[Stored data]
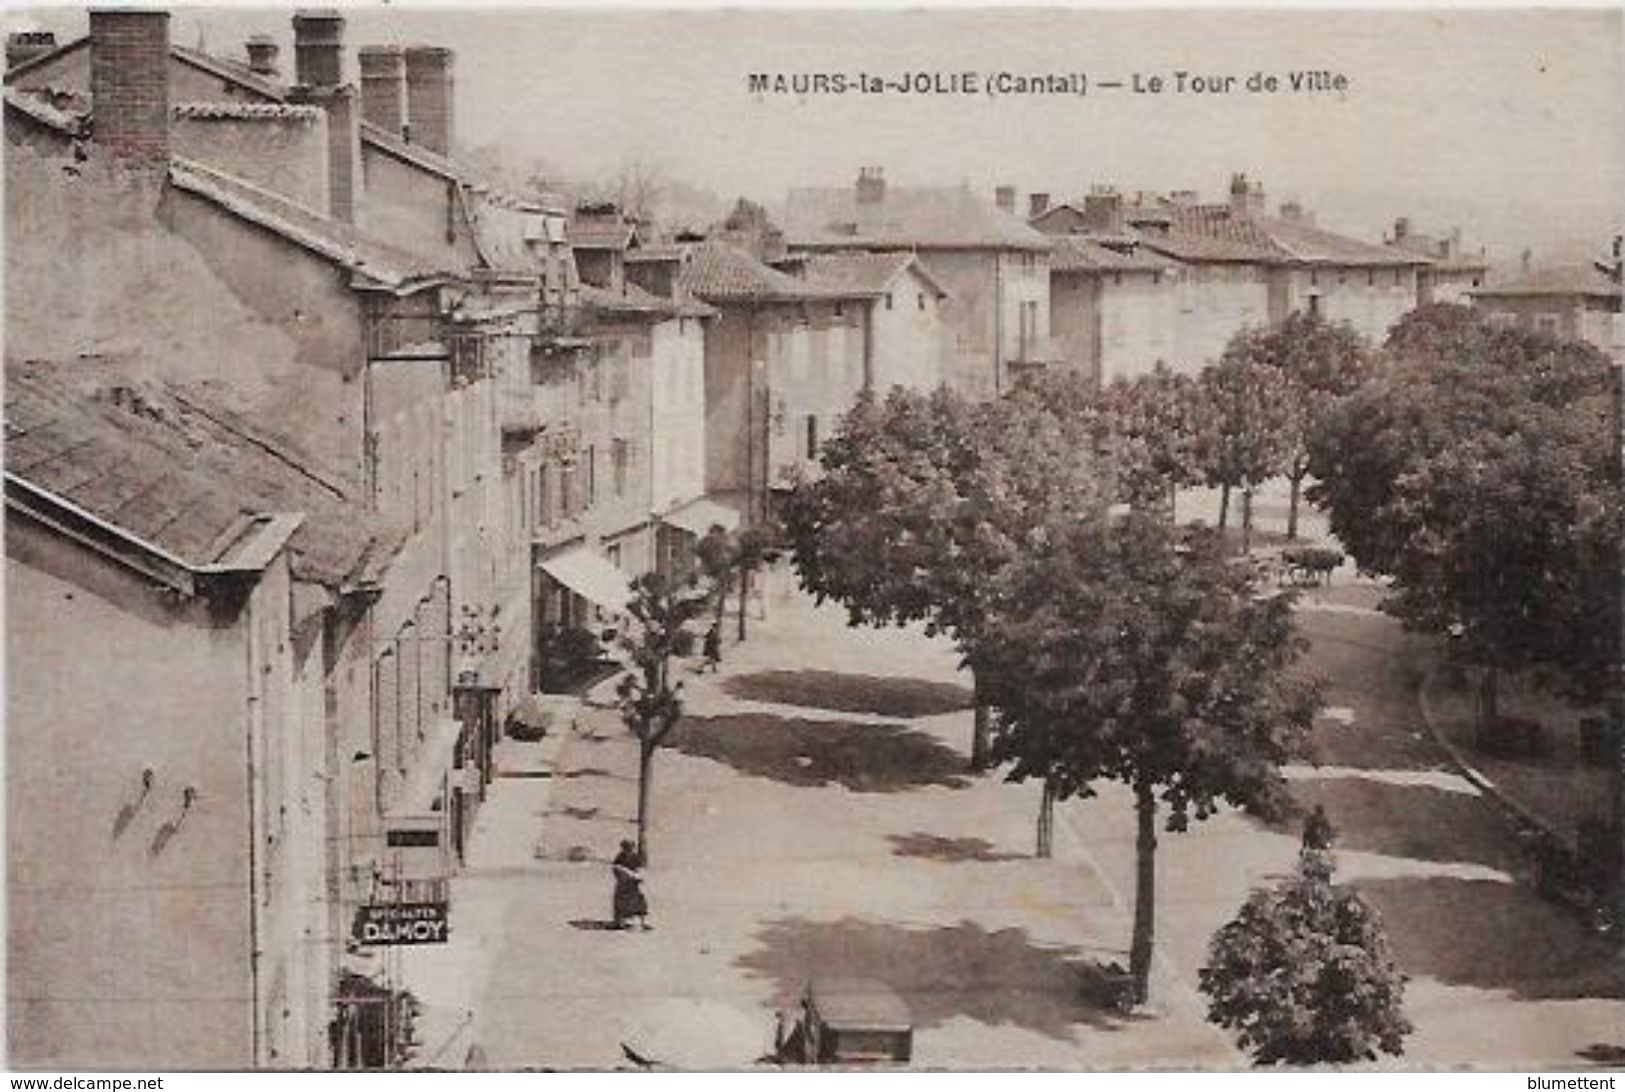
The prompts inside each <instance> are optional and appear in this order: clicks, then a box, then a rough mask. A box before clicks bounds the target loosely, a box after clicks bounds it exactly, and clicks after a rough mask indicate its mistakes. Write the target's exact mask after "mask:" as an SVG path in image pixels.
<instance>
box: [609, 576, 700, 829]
mask: <svg viewBox="0 0 1625 1092" xmlns="http://www.w3.org/2000/svg"><path fill="white" fill-rule="evenodd" d="M705 604H707V595H705V593H704V591H702V590H700V588H697V587H695V585H694V583H692V582H689V583H676V585H674V583H671V582H668V580H666V578H665V577H663V575H660V574H658V572H650V574H643V575H640V577H637V578H635V580H634V582H632V600H630V603H629V604H627V616H629V619H630V624H629V626H626V629H624V630H622V632H621V637H619V645H621V648H622V652H626V655H627V658H629V660H630V666H632V669H630V671H627V673H626V676H622V678H621V682H619V684H617V686H616V697H617V699H619V707H621V720H622V721H624V723H626V726H627V728H630V730H632V734H634V736H637V744H639V749H637V851H639V853H640V855H642V856H643V860H645V861H647V860H648V793H650V783H652V780H653V767H655V751H658V749H660V744H661V743H663V741H665V739H666V736H668V734H669V733H671V730H673V728H674V726H676V723H678V720H679V718H681V717H682V682H679V681H674V679H673V678H671V660H673V656H686V655H689V653H691V652H692V648H694V634H692V632H691V630H689V622H692V621H694V619H695V617H699V616H700V614H702V613H704V611H705Z"/></svg>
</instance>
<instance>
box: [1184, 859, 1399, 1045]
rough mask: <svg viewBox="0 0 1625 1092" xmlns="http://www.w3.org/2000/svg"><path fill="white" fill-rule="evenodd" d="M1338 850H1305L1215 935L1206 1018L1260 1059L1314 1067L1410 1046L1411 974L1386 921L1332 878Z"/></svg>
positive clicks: (1205, 985)
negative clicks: (1394, 946) (1396, 964)
mask: <svg viewBox="0 0 1625 1092" xmlns="http://www.w3.org/2000/svg"><path fill="white" fill-rule="evenodd" d="M1331 874H1332V858H1331V853H1326V851H1323V850H1315V848H1306V850H1305V851H1303V855H1302V856H1300V858H1298V871H1297V874H1295V876H1293V877H1290V879H1287V881H1284V882H1282V884H1280V886H1277V887H1274V889H1271V890H1254V892H1253V894H1251V895H1250V897H1248V900H1246V902H1245V903H1243V905H1241V910H1240V913H1237V916H1235V920H1232V921H1230V923H1228V925H1225V926H1224V928H1220V929H1219V933H1215V934H1214V939H1212V942H1211V944H1209V949H1207V965H1206V967H1202V968H1201V970H1199V972H1198V980H1199V988H1201V991H1202V993H1206V994H1207V998H1209V1003H1207V1019H1209V1020H1212V1022H1214V1024H1217V1025H1219V1027H1224V1029H1228V1030H1232V1032H1235V1035H1237V1043H1238V1045H1240V1046H1241V1050H1246V1051H1251V1055H1253V1061H1256V1063H1258V1064H1266V1066H1267V1064H1289V1066H1313V1064H1326V1063H1350V1061H1362V1059H1375V1058H1376V1055H1378V1051H1381V1053H1388V1055H1401V1053H1404V1037H1406V1035H1409V1033H1410V1030H1412V1029H1410V1022H1409V1020H1406V1017H1404V1012H1402V999H1404V985H1406V977H1404V975H1402V973H1401V972H1399V968H1397V967H1396V965H1394V960H1393V955H1391V954H1389V951H1388V936H1386V933H1384V929H1383V920H1381V916H1380V915H1378V913H1376V910H1375V908H1371V907H1370V905H1368V903H1367V902H1365V899H1362V897H1360V894H1358V892H1355V890H1354V889H1350V887H1342V886H1337V884H1332V882H1331Z"/></svg>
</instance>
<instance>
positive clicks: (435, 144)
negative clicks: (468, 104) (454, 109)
mask: <svg viewBox="0 0 1625 1092" xmlns="http://www.w3.org/2000/svg"><path fill="white" fill-rule="evenodd" d="M405 57H406V127H408V128H406V132H408V133H410V135H411V140H413V143H418V145H423V146H424V148H427V150H429V151H437V153H440V154H442V156H448V154H452V120H453V114H455V111H453V104H455V99H453V98H452V60H453V57H455V55H453V54H452V50H448V49H442V47H439V45H408V47H406V50H405Z"/></svg>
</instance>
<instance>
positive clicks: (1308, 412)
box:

Exercise details: Edit the rows from the start through the line containing "positive clicks: (1205, 985)", changing "rough mask" to "coarse mask" and keeping everything else the same. Return only those lines, without the pictures.

Completed task:
The prompts inside each <instance> are optional and appear in this order: clicks, then a box, then a coarse mask. A box before clicks bounds the target loosely, a box after clicks bounds it exactly, and clicks after a coarse mask indicate its mistakes. Write the target's exact mask after "mask:" as an SVG path in image pixels.
<instance>
box: [609, 576, 700, 829]
mask: <svg viewBox="0 0 1625 1092" xmlns="http://www.w3.org/2000/svg"><path fill="white" fill-rule="evenodd" d="M705 604H707V595H705V593H704V591H702V590H700V588H697V587H695V585H694V583H692V582H689V583H676V585H674V583H671V582H668V580H666V578H665V577H663V575H660V574H658V572H650V574H643V575H640V577H637V578H635V580H634V582H632V600H630V603H629V604H627V616H629V619H630V624H629V626H626V629H624V630H622V632H621V637H619V645H621V648H622V652H626V655H627V658H629V660H630V666H632V669H630V671H627V673H626V676H622V678H621V682H619V684H617V686H616V697H617V699H619V707H621V720H622V721H624V723H626V726H627V728H630V730H632V734H634V736H637V744H639V749H637V851H639V853H640V855H642V856H643V860H645V861H647V860H648V793H650V783H652V780H653V767H655V751H658V749H660V744H661V743H663V741H665V739H666V736H668V734H669V733H671V730H673V728H674V726H676V723H678V720H679V718H681V717H682V682H679V681H674V679H673V678H671V660H673V656H686V655H689V653H691V652H692V648H694V634H692V632H691V630H689V622H692V621H694V619H695V617H699V616H700V614H702V613H704V611H705Z"/></svg>
</instance>
<instance>
box: [1184, 859, 1399, 1045]
coarse mask: <svg viewBox="0 0 1625 1092" xmlns="http://www.w3.org/2000/svg"><path fill="white" fill-rule="evenodd" d="M1338 850H1305L1215 935L1206 1018L1260 1059L1314 1067L1410 1046L1411 974L1386 921L1332 878Z"/></svg>
positive clicks: (1205, 985)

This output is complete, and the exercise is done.